Taking Kids to the Theater? Read this First
A parent’s vision of taking children to their first live theater experience doesn’t always meet reality.
Dressing up and taking photos in the lobby is part of the fun. But it’s not so fun when your 3-year-old whispers he needs to go potty and there’s still a long way to go until intermission. Or when your 6-year-old, who you thought could handle the show, is too scared to sit through “The Lion King.” Or when a sibling fight over who gets to hold the box of Skittles erupts in the quiet theater.
But then there are the moments that make it all worth it. When you look to the left and see the huge smile on your child’s face. When your toddler squeezes your hand because she’s so excited about what’s happening on stage. When your teenager announces after the curtain drops that he wants to be on Broadway one day.
Taking kids to the theater can be life changing, and creating life-long theater lovers can begin very early. The key is knowing what they’re ready for and preparing them for the experience.

### DIRECTION 1
Give only the number of lines in the rows that contain the word "target". Case counts.

### TASK INPUTS
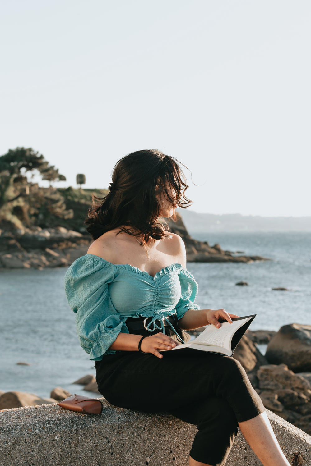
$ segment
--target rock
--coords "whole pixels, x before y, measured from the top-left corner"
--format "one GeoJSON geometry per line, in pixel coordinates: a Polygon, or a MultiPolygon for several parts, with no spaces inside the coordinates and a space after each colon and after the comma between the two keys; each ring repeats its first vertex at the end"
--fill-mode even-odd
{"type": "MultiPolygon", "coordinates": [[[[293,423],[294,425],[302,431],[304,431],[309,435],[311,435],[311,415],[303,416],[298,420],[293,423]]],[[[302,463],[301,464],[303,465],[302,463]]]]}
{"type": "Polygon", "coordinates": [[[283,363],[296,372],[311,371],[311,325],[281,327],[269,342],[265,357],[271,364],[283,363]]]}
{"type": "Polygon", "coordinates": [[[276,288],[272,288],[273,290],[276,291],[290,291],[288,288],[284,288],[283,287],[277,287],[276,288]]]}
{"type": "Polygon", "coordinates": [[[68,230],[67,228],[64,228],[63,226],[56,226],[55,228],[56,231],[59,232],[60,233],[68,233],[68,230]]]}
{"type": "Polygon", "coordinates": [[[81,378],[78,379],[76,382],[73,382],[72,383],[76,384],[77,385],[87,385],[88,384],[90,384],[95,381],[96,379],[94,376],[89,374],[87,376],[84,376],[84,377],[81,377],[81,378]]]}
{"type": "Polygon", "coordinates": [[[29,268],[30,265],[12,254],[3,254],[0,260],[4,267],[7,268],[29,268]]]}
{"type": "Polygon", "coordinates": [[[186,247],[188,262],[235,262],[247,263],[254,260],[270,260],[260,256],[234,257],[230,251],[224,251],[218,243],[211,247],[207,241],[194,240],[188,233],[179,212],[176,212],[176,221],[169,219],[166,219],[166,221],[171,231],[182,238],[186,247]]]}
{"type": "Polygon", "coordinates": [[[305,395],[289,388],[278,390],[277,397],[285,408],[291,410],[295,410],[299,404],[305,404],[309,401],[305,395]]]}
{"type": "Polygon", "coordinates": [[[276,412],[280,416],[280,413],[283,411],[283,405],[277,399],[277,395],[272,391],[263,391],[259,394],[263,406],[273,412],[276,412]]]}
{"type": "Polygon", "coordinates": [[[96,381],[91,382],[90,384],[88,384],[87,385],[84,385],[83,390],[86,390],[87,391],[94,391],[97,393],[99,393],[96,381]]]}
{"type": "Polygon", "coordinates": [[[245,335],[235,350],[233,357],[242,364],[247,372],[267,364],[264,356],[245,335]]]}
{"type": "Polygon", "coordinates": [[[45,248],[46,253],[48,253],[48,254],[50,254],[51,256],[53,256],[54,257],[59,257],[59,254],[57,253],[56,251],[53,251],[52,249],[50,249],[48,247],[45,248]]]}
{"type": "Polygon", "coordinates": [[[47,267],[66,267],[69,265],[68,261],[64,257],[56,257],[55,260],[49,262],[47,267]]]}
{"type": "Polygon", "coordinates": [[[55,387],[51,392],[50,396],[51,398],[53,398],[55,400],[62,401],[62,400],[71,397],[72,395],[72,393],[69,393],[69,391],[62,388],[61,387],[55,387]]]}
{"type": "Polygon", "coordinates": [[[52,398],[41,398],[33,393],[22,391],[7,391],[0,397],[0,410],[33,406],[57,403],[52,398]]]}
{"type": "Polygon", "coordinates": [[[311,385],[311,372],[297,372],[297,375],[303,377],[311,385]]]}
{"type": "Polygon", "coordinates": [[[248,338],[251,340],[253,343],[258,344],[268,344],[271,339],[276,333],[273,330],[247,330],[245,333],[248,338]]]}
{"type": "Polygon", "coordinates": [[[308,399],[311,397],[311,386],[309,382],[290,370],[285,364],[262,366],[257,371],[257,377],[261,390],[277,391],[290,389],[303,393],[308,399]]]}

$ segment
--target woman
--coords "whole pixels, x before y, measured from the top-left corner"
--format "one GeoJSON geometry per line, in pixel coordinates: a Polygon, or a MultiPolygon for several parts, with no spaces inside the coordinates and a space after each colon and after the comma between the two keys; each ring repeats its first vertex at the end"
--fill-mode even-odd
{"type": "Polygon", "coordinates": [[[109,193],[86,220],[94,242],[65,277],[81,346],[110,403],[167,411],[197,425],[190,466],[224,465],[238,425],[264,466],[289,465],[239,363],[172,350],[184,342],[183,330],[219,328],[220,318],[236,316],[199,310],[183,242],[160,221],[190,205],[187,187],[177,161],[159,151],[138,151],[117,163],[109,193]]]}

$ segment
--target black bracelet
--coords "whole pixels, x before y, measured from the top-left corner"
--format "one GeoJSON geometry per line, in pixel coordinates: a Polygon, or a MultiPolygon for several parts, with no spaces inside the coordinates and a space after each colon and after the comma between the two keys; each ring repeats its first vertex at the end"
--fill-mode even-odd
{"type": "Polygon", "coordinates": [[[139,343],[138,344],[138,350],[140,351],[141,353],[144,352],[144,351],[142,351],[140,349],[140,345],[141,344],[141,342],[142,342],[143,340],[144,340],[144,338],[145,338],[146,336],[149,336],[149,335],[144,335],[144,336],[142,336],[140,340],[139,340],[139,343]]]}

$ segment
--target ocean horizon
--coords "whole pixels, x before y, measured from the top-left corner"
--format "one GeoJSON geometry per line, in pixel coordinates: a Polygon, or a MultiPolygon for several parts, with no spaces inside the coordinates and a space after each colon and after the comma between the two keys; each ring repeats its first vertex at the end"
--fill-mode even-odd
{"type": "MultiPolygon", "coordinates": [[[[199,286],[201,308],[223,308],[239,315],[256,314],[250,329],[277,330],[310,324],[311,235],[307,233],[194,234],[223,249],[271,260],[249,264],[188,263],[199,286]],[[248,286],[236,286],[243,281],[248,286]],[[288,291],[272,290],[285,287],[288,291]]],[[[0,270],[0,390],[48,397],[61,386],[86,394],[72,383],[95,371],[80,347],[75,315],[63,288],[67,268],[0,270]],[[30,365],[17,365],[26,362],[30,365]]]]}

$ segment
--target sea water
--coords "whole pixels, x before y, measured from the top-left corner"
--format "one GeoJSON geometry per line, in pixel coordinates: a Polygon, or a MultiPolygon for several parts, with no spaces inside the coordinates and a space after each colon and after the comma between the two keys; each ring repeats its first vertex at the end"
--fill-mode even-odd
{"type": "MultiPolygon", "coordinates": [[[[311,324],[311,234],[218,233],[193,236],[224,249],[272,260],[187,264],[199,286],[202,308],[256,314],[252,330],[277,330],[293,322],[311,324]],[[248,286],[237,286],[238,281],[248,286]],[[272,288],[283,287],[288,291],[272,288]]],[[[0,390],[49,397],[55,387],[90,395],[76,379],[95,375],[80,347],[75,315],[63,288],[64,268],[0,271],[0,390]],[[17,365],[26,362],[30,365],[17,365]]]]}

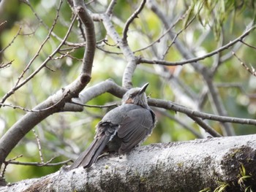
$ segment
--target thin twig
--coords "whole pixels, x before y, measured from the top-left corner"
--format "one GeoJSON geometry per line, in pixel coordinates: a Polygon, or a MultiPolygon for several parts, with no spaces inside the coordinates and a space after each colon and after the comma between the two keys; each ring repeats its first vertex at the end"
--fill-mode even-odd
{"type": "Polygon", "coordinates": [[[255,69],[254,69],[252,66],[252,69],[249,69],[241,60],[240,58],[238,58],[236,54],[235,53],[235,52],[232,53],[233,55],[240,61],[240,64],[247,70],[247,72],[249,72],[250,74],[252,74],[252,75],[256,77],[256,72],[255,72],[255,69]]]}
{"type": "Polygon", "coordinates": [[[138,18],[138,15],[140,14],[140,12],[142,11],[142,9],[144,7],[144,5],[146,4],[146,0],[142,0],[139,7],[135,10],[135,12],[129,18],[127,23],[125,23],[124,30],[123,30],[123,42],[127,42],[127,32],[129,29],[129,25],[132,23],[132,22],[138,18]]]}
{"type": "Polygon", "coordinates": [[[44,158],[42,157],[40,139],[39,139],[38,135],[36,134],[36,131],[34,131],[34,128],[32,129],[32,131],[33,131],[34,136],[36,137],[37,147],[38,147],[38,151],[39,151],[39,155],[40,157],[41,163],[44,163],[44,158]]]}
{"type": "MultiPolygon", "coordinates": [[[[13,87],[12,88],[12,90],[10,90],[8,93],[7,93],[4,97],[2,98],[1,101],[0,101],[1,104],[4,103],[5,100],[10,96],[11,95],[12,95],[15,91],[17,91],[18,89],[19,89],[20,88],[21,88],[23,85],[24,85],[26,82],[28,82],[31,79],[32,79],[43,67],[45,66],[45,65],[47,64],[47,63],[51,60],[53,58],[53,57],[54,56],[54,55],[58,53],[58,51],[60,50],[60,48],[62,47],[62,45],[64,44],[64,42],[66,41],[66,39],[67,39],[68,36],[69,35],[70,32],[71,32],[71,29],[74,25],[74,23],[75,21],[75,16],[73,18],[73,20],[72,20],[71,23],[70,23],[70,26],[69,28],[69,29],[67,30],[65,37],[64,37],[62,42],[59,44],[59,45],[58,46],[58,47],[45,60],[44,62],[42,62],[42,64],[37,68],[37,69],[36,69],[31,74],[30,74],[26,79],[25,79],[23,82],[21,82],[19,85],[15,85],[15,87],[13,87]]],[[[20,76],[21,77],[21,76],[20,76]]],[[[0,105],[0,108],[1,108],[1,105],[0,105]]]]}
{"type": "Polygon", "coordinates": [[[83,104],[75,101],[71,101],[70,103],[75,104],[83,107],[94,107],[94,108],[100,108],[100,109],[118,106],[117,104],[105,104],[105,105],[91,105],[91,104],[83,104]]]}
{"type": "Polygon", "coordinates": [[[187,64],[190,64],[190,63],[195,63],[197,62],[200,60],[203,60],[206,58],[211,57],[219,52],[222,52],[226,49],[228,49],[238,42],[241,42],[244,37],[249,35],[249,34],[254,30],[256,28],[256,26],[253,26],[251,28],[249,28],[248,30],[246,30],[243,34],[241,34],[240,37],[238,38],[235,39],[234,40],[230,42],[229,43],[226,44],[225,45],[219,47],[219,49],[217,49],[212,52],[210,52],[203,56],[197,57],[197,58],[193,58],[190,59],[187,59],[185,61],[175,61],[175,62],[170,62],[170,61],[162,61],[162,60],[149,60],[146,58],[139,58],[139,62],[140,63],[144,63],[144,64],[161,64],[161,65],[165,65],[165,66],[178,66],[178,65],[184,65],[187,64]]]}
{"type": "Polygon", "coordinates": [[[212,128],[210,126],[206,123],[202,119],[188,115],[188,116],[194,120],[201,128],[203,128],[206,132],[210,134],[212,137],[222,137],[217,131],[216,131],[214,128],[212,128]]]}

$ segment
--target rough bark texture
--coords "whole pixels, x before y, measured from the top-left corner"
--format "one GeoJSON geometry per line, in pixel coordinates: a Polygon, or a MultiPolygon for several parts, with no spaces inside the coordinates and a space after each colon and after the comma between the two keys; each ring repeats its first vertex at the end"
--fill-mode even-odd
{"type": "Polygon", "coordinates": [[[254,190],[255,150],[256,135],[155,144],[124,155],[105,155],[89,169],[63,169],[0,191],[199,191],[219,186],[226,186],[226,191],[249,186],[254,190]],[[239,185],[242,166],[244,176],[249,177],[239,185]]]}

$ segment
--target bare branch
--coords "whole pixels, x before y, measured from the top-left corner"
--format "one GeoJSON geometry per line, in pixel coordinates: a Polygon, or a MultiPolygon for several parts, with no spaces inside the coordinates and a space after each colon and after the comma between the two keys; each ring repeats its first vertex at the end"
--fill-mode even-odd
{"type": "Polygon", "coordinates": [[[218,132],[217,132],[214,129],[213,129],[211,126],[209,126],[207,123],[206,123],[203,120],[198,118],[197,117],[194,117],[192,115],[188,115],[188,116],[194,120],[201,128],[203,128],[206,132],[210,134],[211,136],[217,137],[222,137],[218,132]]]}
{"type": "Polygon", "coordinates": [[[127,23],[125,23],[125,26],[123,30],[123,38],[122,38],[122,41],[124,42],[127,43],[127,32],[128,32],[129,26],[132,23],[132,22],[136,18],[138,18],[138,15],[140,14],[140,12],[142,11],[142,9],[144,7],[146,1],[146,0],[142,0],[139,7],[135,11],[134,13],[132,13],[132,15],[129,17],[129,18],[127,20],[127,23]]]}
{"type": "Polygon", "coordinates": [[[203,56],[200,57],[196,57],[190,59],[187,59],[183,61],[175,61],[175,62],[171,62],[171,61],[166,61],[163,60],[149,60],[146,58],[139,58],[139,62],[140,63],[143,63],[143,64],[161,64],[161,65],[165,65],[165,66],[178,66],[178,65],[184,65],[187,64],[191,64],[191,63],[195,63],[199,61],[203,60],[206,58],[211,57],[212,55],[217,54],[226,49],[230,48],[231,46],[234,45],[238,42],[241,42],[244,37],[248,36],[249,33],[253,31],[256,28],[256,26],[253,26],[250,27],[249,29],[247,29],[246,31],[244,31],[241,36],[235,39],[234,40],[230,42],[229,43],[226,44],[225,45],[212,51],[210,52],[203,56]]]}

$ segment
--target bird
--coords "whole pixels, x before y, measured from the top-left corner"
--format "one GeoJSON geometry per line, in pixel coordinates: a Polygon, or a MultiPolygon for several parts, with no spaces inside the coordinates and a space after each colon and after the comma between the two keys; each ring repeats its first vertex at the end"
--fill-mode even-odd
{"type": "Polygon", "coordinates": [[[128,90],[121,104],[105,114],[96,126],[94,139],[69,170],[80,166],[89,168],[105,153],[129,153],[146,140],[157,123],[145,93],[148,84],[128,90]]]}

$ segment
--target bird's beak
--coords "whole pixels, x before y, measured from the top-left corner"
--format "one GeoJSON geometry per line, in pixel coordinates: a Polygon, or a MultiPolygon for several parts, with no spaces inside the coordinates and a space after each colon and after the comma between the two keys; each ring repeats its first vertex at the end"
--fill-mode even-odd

### DIRECTION 2
Rewrite the passage about taking kids to the theater, starting at "Taking Kids to the Theater?" and ending at "the quiet theater.", with "lobby" replaced by "foyer".

### EXERCISE RESULT 1
10

### EXERCISE RESULT 2
Taking Kids to the Theater? Read this First
A parent’s vision of taking children to their first live theater experience doesn’t always meet reality.
Dressing up and taking photos in the foyer is part of the fun. But it’s not so fun when your 3-year-old whispers he needs to go potty and there’s still a long way to go until intermission. Or when your 6-year-old, who you thought could handle the show, is too scared to sit through “The Lion King.” Or when a sibling fight over who gets to hold the box of Skittles erupts in the quiet theater.